#### To do:
1: In the account of Pakistan–Afghanistan border clashes, how did Taliban officials explain the 10 April explosion in Kandahar's Aino Mina neighbourhood? Answer in one to three sentences.
2: Go on with the account of Pakistan–Afghanistan border clashes, starting after its last sentence.

#### Page text:
..............................
On 16 February, a senior commander of the Jamaat-ul-Ahrar faction of the Pakistani Taliban was wounded as his vehicle was intercepted near the border. On the same day, there was a confrontation between Pakistan and Afghanistan border forces on Torkham border crossing from both sides, firing on both sides started between Khyber District and the corresponding Nangarhar province as well as Mohmand District and the corresponding Kunar province, officials on both sides confirmed no casualties.

On 18 February, two Pakistani soldiers were killed in a skirmish with Afghan Taliban forces in Mohmand District.

On 20 February, a Pakistani soldier was wounded during skirmishes with Afghan forces on the Ghakhi Pass border post in Bajaur District.

=== March 2025 ===
Between 2–3 March, Pakistan's Frontier Corps and Afghanistan's Taliban border guards exchanged fire. On 2 March, Taliban's Ministry of Interior confirmed that one of their border forces was killed and two others were wounded in an exchange of fire on Sunday night. Clashes resumed on 3 March, and according to sources, at least three Pakistani soldiers were injured, while three Taliban members were killed. The exchange of firing left a civilian injured on the Pakistani side of the border.

On March 3–4, clashes erupted once again, with Pakistan reporting that the Taliban was constructing a post on Pakistani soil. The border crossing was shut and a clash ensued, a Taliban soldier was killed and two Taliban soldiers were injured, while 4 Pakistani FC personnel were injured.

On 7 March, Pakistan claimed to have captured four insurgents that had crossed into Balochistan after crossing the border from Afghanistan.

On the night of 22 and 23 March, dozens of TTP militants attempted to infiltrate through the Pakistan-Afghanistan border at the town of Ghulam Khan Kallay, North Waziristan. Paramilitary border guards of Frontier Corps, foiled the attempt, by killing 16 TTP members, while seizing large amounts of weapons, ammunition and explosives. Pakistan's border guards of Frontier Corps successfully foiled attempt of the Afghanistan-based terrorists by killing 16 members of the TTP.

=== April 2025 ===

Between night of 5–6 April, a group of eight terrorists belonging to the Afghanistan-based terror outfit Tehreek-i-Taliban Pakistan were killed by the Frontier Corps of Pakistan. The terrorists were killed while attempting to cross the border fence on the Afghanistan-Pakistan border. The clash also left four other fleeing terrorists critically injured. No loss of life or material was reported on the Pakistani side.

On 10 April, an explosion in Kandahar's Aino Mina neighbourhood reportedly killed 12 members of Pakistani militant groups, including the Baloch Liberation Army (BLA) and the TTP, and wounded five others, according to local sources. The blast occurred as militants were leaving a gathering, but Taliban officials denied any airstrike, attributing the explosion to old or decaying munitions stored near the anti-narcotics department. Residents reported hearing a powerful blast followed by gunfire, and Taliban emergency crews responded to contain the incident. While casualties among Taliban guards were acknowledged, the exact number was not disclosed, and Taliban spokespeople maintained that no foreign attack had taken place.
..............................
#### Given information:
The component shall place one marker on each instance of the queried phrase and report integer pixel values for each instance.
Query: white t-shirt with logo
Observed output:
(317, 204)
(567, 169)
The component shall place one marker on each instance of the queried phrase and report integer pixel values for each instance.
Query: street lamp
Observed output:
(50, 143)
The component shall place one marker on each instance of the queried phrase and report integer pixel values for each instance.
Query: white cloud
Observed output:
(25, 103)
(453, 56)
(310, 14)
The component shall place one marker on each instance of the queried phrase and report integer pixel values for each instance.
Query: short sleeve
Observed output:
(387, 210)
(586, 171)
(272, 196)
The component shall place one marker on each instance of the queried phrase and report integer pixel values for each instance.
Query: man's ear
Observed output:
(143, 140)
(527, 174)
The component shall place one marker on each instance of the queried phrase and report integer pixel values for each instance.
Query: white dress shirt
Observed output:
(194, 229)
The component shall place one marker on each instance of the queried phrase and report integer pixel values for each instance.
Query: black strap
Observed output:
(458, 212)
..............................
#### Answers by item:
1: Taliban officials denied that any airstrike had taken place. They attributed the blast to old or decaying munitions stored near the anti-narcotics department.

2:
Between 6 April and 27 April 2025, Pakistan border guards of the paramilitary Frontier Corps and soldiers of the Pakistan Army killed 54 terrorists attempting to infiltrate through the Pakistan-Afghanistan border near the Bibak Ghar area in Hassan Khel Tehsil (revenue unit) of North Waziristan District in Khyber Pakhtunkhwa on April 27, according to reports by Dawn. According to the Inter-Services Public Relations (ISPR), this was the highest-ever number of terrorists killed by paramilitary forces in a single engagement throughout the campaign against terrorism. "On night 25/26 and 26/27 April 2025, [the] movement of a large group of Khwarij, who were trying to infiltrate through Pakistan-Afghanistan border, was detected by the security forces in [the] general area [of] Hassan Khel, North Waziristan District. [Our] own troops effectively engaged and thwarted their attempt to infiltrate. As a result of precise and skilful engagement, all fifty-four khawarijis have been sent to hell." the statement added. A large cache of weapons, ammunition and explosives was also recovered from the slain terrorists. The Inter-Services Public Relations added further that the death toll in Security Forces' action on infiltrating terrorists on April 27, climbed up to 71 as 17 more dead bodies of terrorists were recovered on April 28.

=== August 2025 ===
On 27 August, multiple Afghan media sources reported Pakistani drone strikes in Kunar, Nangarhar and Khost provinces of Afghanistan. Afghanistan media claimed Pakistani drones hit the Tehreek-i-Taliban Pakistan (TTP). As per Afghan media, the first strike hit Surkakh village in Spera District, Khost province, an area known to host terrorists of the Pakistani Taliban and Gul Bahadur Group which regularly carry out massacres of Pakistani civilians across the Afghanistan–Pakistan border. Local sources state strikes also resulted in the casualties of two children while six others wounded. A second strike struck a house belonging to a man named Shahsawar in Viala village of Shinwar District, Nangarhar province. The house was hit twice, leaving two children missing and two others wounded, who were taken to hospital. Residents also reported multiple explosions in three districts of Kunar province including Marawara, Sarkano and Dangam, all of which border Pakistan and considered to be hotbed of Afghanistan-based TTP terrorists. Viala village of Shinwar District is also famous hotbed and refuge of TTP terrorists. In response, the Taliban summoned Pakistan's ambassador in Kabul and handed him a formal letter of protest. Pakistan did not comment or claimed responsibility for the drone attacks.

=== October 2025 ===
On 3 October, a Taliban member, Zarin Khan from Laghman's Gharghai district, was killed in skirmishes with Pakistani forces along the eastern Kunar province border, an Afghan media outlet reported. The fighting began early Thursday in Nari district and continued intermittently until 8 a.m. Friday, forcing around 20 Afghan families to flee the area.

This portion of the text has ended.